TO BE DONE.
1. Using the Ceph mailing-list thread, decide whether each statement agrees with it. Give yes or no for each, with the thread's deciding words quoted. (a) On Cedric's cluster, osd_scrub_invalid_stats is set to true. (b) Scrubs are stuck on the PGs of every pool in the cluster. (c) The cluster was moved from HDD/SSD to NVME.
2. According to the Ceph mailing-list thread, what was run on all the bluestore volumes?

SOURCE EXCERPT.
════════

Have you already tried to set the primary PG out and wait for the  
backfill to finish?
And another question, are all services running pacific already and on  
the same version (ceph versions)?


Zitat von Cedric :


Yes the osd_scrub_invalid_stats is set to true.

We are thinking about the use of "ceph pg_mark_unfound_lost revert"
action, but we wonder if there is a risk of data loss.

On Thu, Feb 22, 2024 at 11:50 AM Eugen Block  wrote:


I found a config to force scrub invalid PGs, what is your current
setting on that?

ceph config get osd osd_scrub_invalid_stats
true

The config reference states:

> Forces extra scrub to fix stats marked as invalid.

But the default seems to be true, so I'd expect it's true in your case
as well?

Zitat von Cedric :

> Thanks Eugen for the suggestion, yes we have tried, also repeering
> concerned PGs, still the same issue.
>
> Looking at the code it seems the split-mode message is triggered when
> the PG as ""stats_invalid": true,", here is the result of a query:
>
> "stats_invalid": true,
> "dirty_stats_invalid": false,
> "omap_stats_invalid": false,
> "hitset_stats_invalid": false,
> "hitset_bytes_stats_invalid": false,
> "pin_stats_invalid": false,
> "manifest_stats_invalid": false,
>
> I also provide again cluster informations that was lost in previous
> missed reply all. Don't hesitate to ask more if needed I would be
> glade to provide them.
>
> Cédric
>
>
> On Thu, Feb 22, 2024 at 11:04 AM Eugen Block  wrote:
>>
>> Hm, I wonder if setting (and unsetting after a while) noscrub and
>> nodeep-scrub has any effect. Have you tried that?
>>
>> Zitat von Cedric :
>>
>> > Update: we have run fsck and re-shard on all bluestore volume, seems
>> > sharding were not applied.
>> >
>> > Unfortunately scrubs and deep-scrubs are still stuck on PGs of the
>> > pool that is suffering the issue, but other PGs scrubs well.
>> >
>> > The next step will be to remove the cache tier as suggested, but its
>> > not available yet as PGs needs to be scrubbed in order for the cache
>> > tier can be activated.
>> >
>> > As we are struggling to make this cluster works again, any help
>> > would be greatly appreciated.
>> >
>> > Cédric
>> >
>> >> On 20 Feb 2024, at 20:22, Cedric  wrote:
>> >>
>> >> Thanks Eugen, sorry about the missed reply to all.
>> >>
>> >> The reason we still have the cache tier is because we were not able
>> >> to flush all dirty entry to remove it (as per the procedure), so
>> >> the cluster as been migrated from HDD/SSD to NVME a while ago but
>> >> tiering remains, unfortunately.
>> >>
>> >> So actually we are trying to understand the root cause
>> >>
>> >> On Tue, Feb 20, 2024 at 1:43 PM Eugen Block  wrote:
>> >>>
>> >>> Please don't drop the list from your response.

════════

SUPPLIED MATERIAL.

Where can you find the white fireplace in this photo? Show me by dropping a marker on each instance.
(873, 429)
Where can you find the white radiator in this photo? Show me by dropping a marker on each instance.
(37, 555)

════════

WORKED ANSWERS.
1.
(a) Yes: "Yes the osd_scrub_invalid_stats is set to true."
(b) No: "other PGs scrubs well."
(c) Yes: "the cluster as been migrated from HDD/SSD to NVME a while ago"

2. Fsck and re-shard were run on all the bluestore volumes.